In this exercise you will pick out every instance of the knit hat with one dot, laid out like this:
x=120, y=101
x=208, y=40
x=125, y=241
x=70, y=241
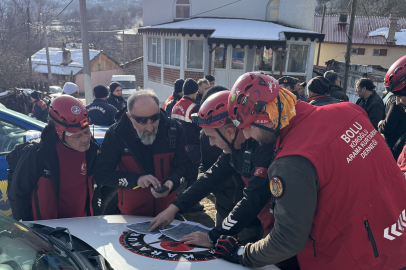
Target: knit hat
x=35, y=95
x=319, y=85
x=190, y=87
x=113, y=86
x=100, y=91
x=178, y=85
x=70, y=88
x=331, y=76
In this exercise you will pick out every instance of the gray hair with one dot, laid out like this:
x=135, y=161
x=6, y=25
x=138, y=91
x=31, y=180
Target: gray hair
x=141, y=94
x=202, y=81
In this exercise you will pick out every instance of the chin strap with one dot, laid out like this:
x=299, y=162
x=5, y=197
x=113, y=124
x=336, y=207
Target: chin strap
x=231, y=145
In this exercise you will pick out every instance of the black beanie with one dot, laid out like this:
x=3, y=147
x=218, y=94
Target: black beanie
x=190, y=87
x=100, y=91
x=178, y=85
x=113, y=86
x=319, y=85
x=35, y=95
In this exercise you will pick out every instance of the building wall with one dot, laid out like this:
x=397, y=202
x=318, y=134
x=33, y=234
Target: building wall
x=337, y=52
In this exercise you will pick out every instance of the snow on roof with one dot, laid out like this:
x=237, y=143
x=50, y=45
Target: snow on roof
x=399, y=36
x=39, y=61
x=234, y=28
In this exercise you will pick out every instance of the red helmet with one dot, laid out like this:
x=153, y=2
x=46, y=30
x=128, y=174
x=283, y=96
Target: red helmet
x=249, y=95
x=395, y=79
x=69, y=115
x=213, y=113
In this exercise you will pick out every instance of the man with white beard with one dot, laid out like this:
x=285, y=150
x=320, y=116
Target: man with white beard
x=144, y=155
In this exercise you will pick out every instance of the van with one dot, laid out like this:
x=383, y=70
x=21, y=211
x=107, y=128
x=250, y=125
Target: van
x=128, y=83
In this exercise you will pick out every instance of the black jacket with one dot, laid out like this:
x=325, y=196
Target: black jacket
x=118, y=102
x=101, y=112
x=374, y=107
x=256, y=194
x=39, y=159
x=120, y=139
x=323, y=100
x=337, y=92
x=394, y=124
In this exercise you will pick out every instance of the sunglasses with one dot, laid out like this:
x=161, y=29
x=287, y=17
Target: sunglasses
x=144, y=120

+ + +

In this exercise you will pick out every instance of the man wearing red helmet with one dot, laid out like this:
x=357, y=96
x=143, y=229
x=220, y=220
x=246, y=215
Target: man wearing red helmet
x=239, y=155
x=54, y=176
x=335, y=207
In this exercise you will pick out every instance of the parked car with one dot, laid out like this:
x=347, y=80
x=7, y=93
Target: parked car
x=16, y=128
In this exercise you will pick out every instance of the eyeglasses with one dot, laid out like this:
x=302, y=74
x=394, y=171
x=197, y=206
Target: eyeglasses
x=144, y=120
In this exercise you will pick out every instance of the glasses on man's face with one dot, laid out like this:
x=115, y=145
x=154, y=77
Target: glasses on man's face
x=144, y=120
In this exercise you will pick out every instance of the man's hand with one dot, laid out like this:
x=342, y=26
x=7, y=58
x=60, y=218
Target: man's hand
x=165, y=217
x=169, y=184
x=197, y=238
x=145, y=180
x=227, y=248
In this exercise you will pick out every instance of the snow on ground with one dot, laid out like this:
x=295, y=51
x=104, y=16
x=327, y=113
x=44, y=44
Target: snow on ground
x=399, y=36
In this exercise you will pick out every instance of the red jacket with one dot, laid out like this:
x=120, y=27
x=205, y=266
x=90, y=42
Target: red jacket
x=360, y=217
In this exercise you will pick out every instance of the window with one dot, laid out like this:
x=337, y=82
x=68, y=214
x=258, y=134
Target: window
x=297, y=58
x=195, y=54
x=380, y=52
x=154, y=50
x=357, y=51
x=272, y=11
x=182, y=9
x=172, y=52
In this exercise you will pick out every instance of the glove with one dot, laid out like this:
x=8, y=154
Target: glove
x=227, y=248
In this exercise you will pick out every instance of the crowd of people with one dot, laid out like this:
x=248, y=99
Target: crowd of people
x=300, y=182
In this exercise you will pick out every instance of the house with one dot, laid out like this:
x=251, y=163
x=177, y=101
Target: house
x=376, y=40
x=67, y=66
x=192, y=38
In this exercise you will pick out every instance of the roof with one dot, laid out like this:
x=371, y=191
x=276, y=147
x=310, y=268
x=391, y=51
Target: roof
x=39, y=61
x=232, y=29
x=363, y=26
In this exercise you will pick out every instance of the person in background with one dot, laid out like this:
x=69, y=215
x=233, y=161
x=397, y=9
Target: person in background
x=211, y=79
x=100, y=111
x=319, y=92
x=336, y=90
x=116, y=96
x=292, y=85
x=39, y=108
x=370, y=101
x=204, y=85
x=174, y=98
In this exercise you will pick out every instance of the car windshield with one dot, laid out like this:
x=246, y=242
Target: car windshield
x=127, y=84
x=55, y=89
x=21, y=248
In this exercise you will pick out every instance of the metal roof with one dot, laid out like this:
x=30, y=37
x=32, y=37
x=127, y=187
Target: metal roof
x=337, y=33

+ + +

* Work to be completed
Arrange the lines from the line with "of the knit" to the line with "x=231, y=145", both included, as a Markdown table with the columns Row and Line. Number each row, and leave out blank lines and pictures.

* Output for this task
| Row | Line |
|---|---|
| 1 | In this exercise you will pick out every instance of the knit hat with one dot, laid out like this: |
| 2 | x=120, y=101 |
| 3 | x=208, y=40 |
| 4 | x=125, y=241 |
| 5 | x=70, y=241 |
| 6 | Target: knit hat |
| 7 | x=35, y=95 |
| 8 | x=319, y=85 |
| 9 | x=190, y=87 |
| 10 | x=113, y=86 |
| 11 | x=100, y=91 |
| 12 | x=178, y=85 |
| 13 | x=70, y=88 |
| 14 | x=331, y=76 |
| 15 | In this exercise you will pick out every instance of the gray hair with one dot, laid out like this: |
| 16 | x=135, y=161 |
| 17 | x=6, y=25 |
| 18 | x=138, y=91 |
| 19 | x=31, y=180 |
| 20 | Target: gray hair |
| 21 | x=141, y=94 |
| 22 | x=202, y=81 |
| 23 | In this exercise you will pick out every instance of the chin strap with one dot, laid out like this: |
| 24 | x=299, y=162 |
| 25 | x=5, y=197 |
| 26 | x=113, y=124 |
| 27 | x=336, y=207 |
| 28 | Target: chin strap |
| 29 | x=231, y=145 |